-------- ТЕКСТ ДЛЯ ЧТЕНИЯ

В Саласпилсском лагере смерти (Сауснитис) - страница 168

В эти ужасные месяцы в амбулаторию привозили многих обитателей шестого блока, которые обратно уже не вернулись. Среди них были мои знакомые по Валмиерской тюрьме: Аумейстар из Мазсалацы, ему было за тридцать (в хорошие дни я этого невысокого мужчину видел румяным, крепким и сильным); деревенского парня из Трикаты Аннушку. На ферме Валмиерской тюрьмы, вскоре после ареста, он на своей спине мог пронести три пуры ржи. Сейчас сам он весил не более снопа соломы. Пришел и валмиерец Битлацис. Все они были верными и преданными товарищами, даже в самых тяжелых условиях, до самой своей смерти. Я не помню ни одного случая, чтобы в шестом блоке нашелся предатель.

Помню Оскара Лапиня из Друвене. Он упал и разбил локоть, правда, не сильно, был лишь синяк. Но ослабленный организм не мог побороть ни одну, даже самую ничтожную болезнь. Через три дня хирург, бывший врач польской армии — майор Реклинский вскрыл на локте Лапиня громадный нарыв. Распад ткани продолжался и после этого, и два дня спустя Лапинь заснул навеки.

Подобный распад тканей начинался и от удара ореховой палкой, с которой немцы не расставались. Так погибли после порки многие привезенные сюда из Венгрии евреи.

Ломоть хлеба становился еще тоньше, отходов сахарных заводов — мелассу — тоже стали давать меньше, часто в супе были лишь картофельные очистки из кухни конвоиров. Приведу лишь два отчета, подписанные врачом Бухенвальда гауптштурмфюрером Шидлауским. В первом, подписанном 15 января, говорится, что за месяц в Бухенвальде умерло 1977 заключенных и что среди них было 42 латыша. 25 марта в сообщении уже указывается, что в течение последней недели умерло 1308 человек. Первое место по смертности занимала наша «Малахитовая команда» с 234 умершими…

Трупы в крематорий Кведлинбурга все время отвозил один пожилой крестьянин из Лангенштейна, благодушно посасывая свою фарфоровую трубку. И ему лагерь приносил доход. В марте пароконная фура уже не вмещала все трупы, ей на помощь был выделен грузовой автомобиль с прицепом. После войны старый крестьянин рассказывал, что он сам отвез около 900 трупов. Позже стало не доставать бензина. Трупы сваливались в кучу за малым бараком. Оттуда в сторону площади поверок тянулся гнилой след. Его засыпали хлорной известью, но уничтожить не могли.

----------------

## ЧТО НУЖНО СДЕЛАТЬ
1) Выведите из текста о лагере смерти фрагмент, начиная со слов «В эти ужасные» и продолжая до слов «блоке нашелся предатель.» включительно.
2) Ответьте на вопросы по тексту о лагере смерти, пометив ответы теми же буквами.
(а) Сколько заключенных умерло в Бухенвальде за месяц согласно отчету, подписанному 15 января?
(б) Кем был хирург Реклинский до лагеря?
(в) Около скольких трупов, по словам старого крестьянина из Лангенштейна, он отвез сам?

-------- ИСХОДНЫЕ ДАННЫЕ

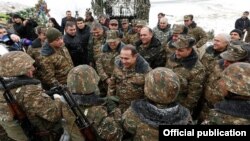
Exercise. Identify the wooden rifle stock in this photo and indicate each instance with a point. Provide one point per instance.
(82, 122)
(19, 114)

----------------

## ВЫПОЛНЕННОЕ ЗАДАНИЕ
1)
В эти ужасные месяцы в амбулаторию привозили многих обитателей шестого блока, которые обратно уже не вернулись. Среди них были мои знакомые по Валмиерской тюрьме: Аумейстар из Мазсалацы, ему было за тридцать (в хорошие дни я этого невысокого мужчину видел румяным, крепким и сильным); деревенского парня из Трикаты Аннушку. На ферме Валмиерской тюрьмы, вскоре после ареста, он на своей спине мог пронести три пуры ржи. Сейчас сам он весил не более снопа соломы. Пришел и валмиерец Битлацис. Все они были верными и преданными товарищами, даже в самых тяжелых условиях, до самой своей смерти. Я не помню ни одного случая, чтобы в шестом блоке нашелся предатель.

2)
(а) 1977 заключенных.
(б) Врачом польской армии в звании майора.
(в) Около 900.